▸ PROBLEM DESCRIPTION
Retype the part of the WHISP notebook below that starts at "WHISP (WHat IS" and ends at "to your account!".

===== DOCUMENT EXCERPT =====

# WHISP pure Cloud Function

WHISP (WHat IS in that Plot?) is a tool developed by FAO to aid in due diligence reporting for supply chain sustainability.  This notebook demonstrates how to use [WHISP](https://openforis.org/solutions/whisp/) to get sustainable sourcing information from the Google geospatial stack to your workflow.

**WARNING**: These demos consume billable resources and may result in charges to your account!

# Setup

## Import Python packages for Setup

In [2]:
import os

## Determine the GCP project name and compute region

In [3]:
def is_running_in_colab():
    """
    Check if the code is being executed within Google Colab.
    Returns True if running in Colab, False otherwise.
    """
    try:
        from google.colab import userdata
        return True
    except ModuleNotFoundError:
        return False

def load_environment_variable(variable_name):
    """

===== PROVIDED MATERIAL =====

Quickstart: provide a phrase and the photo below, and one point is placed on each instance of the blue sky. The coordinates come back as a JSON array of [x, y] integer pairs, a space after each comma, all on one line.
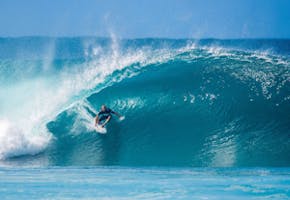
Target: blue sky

=====

▸ ANSWER TO THE PROBLEM
WHISP (WHat IS in that Plot?) is a tool developed by FAO to aid in due diligence reporting for supply chain sustainability.  This notebook demonstrates how to use [WHISP](https://openforis.org/solutions/whisp/) to get sustainable sourcing information from the Google geospatial stack to your workflow.

**WARNING**: These demos consume billable resources and may result in charges to your account!